- [GIVEN EXERCISE]: Copy the records below word for word, beginning at the line that has "job: trace every instance of the brick" and stopping after the line that has "279), (181, 277)]]".

(Segmentation annotation records)
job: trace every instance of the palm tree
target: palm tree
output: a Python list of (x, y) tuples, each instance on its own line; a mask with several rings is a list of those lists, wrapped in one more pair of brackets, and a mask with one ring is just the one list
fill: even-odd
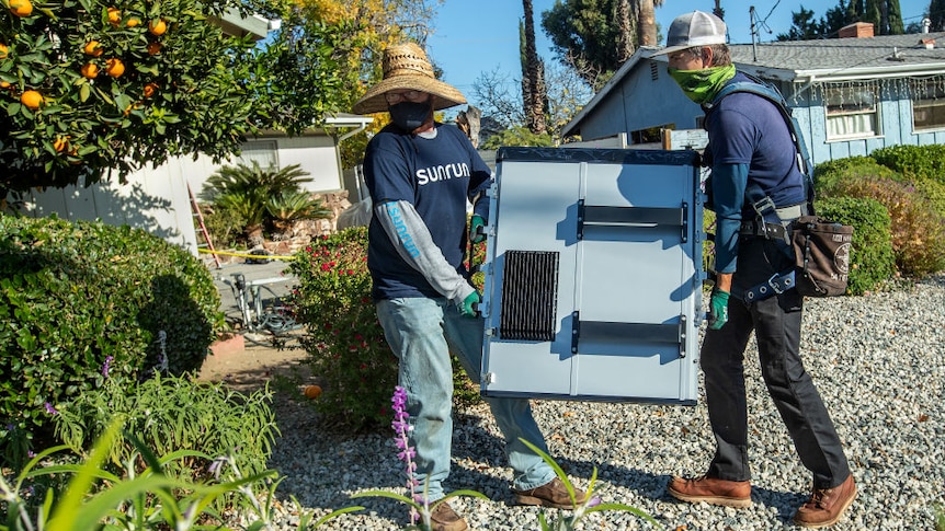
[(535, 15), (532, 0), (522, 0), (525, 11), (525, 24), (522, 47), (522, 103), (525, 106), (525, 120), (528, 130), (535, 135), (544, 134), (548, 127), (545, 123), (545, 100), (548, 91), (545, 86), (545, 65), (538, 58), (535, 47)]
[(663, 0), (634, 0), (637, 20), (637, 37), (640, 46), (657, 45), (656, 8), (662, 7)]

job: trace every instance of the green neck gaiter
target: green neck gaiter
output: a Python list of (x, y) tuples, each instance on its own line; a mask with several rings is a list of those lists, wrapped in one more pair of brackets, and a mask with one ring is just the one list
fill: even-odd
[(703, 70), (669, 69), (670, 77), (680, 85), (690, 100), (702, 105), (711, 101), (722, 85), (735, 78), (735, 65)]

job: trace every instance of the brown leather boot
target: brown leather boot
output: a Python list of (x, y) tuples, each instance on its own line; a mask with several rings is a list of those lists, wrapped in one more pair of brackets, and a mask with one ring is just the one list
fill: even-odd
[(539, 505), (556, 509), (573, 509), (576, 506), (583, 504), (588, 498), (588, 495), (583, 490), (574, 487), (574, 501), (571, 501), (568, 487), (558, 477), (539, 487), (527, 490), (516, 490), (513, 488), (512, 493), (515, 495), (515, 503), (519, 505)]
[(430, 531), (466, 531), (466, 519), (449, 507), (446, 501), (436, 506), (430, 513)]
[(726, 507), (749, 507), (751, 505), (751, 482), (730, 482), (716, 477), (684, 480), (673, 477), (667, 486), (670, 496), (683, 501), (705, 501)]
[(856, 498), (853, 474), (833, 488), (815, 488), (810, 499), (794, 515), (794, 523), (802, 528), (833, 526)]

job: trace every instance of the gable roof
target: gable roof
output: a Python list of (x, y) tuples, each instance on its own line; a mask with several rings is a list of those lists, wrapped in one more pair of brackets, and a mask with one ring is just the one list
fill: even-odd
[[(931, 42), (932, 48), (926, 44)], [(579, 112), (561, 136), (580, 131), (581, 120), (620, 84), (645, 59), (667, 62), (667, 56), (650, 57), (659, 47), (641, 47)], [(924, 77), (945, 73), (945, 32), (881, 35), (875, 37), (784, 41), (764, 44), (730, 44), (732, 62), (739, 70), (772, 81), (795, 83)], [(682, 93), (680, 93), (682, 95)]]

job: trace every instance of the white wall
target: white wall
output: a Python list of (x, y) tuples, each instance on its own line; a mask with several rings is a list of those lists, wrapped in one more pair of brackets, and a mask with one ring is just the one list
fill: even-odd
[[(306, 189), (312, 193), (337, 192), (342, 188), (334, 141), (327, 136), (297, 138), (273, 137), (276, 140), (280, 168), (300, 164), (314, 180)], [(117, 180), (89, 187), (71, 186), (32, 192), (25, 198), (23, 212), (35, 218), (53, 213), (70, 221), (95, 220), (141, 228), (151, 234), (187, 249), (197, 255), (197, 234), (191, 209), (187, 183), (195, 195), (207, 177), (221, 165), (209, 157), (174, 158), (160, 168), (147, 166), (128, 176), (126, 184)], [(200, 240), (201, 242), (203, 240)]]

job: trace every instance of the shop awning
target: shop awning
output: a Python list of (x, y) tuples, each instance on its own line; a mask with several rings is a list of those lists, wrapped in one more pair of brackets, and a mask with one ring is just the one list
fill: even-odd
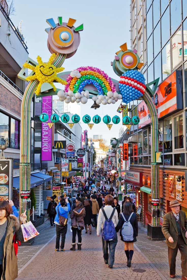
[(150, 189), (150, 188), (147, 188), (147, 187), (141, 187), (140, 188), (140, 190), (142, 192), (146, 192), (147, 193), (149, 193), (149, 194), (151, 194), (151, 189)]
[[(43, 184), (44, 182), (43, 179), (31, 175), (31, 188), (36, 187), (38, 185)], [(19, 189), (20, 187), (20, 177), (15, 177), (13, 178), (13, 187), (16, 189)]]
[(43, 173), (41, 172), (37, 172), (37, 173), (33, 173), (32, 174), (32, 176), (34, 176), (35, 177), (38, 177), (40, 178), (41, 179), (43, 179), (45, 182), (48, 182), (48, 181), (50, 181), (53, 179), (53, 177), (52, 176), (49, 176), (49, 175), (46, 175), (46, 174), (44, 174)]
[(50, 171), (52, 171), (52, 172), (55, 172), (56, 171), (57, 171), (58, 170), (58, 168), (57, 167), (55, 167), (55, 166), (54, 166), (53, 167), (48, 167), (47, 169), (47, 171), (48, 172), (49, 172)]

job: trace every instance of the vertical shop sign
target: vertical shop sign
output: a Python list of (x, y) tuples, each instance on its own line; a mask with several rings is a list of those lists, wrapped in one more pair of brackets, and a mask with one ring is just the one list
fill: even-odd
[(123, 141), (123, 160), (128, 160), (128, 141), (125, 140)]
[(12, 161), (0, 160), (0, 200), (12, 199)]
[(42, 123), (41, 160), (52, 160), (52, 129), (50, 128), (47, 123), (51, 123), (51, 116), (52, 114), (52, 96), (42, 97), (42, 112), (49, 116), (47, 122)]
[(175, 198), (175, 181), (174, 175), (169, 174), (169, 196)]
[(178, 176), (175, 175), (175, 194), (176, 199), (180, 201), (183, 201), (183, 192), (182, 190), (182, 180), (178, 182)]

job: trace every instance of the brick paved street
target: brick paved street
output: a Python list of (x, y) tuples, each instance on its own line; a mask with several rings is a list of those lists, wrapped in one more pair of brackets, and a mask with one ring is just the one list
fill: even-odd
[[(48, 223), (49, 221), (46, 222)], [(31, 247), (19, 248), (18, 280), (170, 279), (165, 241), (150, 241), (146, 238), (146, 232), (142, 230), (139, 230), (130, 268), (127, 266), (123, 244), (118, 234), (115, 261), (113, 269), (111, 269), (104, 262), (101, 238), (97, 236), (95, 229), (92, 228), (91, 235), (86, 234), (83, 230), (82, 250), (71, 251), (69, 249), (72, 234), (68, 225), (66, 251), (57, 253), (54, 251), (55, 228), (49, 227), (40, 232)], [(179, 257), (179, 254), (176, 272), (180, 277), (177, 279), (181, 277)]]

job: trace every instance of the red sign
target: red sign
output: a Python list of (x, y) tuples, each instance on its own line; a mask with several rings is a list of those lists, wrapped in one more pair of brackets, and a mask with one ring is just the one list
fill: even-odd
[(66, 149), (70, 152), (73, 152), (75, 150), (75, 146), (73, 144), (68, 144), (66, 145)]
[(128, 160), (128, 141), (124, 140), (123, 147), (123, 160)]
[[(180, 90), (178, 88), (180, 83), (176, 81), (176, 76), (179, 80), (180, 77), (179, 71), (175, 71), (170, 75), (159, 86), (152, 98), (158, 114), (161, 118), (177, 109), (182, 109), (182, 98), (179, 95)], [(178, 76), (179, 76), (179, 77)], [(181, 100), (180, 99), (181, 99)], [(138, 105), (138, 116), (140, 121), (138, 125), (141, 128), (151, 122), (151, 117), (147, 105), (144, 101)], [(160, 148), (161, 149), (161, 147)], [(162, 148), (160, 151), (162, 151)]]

- [OUTPUT OF THE EXERCISE]:
job: trace every instance of the brick paved street
target: brick paved street
output: a Python list of (x, y) tuples, each instance on its own line; a mask with several rings is a list of those lists, wrapped in one more pair of brackets, and a mask with one ring is just the one list
fill: even-odd
[[(48, 223), (49, 221), (46, 222)], [(31, 247), (19, 248), (18, 280), (170, 279), (165, 241), (150, 241), (146, 238), (146, 232), (142, 230), (139, 230), (130, 268), (127, 266), (123, 244), (118, 234), (115, 261), (113, 269), (111, 269), (104, 262), (101, 238), (97, 236), (95, 229), (92, 228), (91, 235), (86, 234), (83, 230), (82, 250), (71, 251), (69, 249), (72, 234), (68, 225), (66, 251), (57, 253), (54, 251), (55, 228), (49, 227), (40, 232)], [(179, 257), (179, 254), (176, 272), (180, 277), (177, 279), (181, 277)]]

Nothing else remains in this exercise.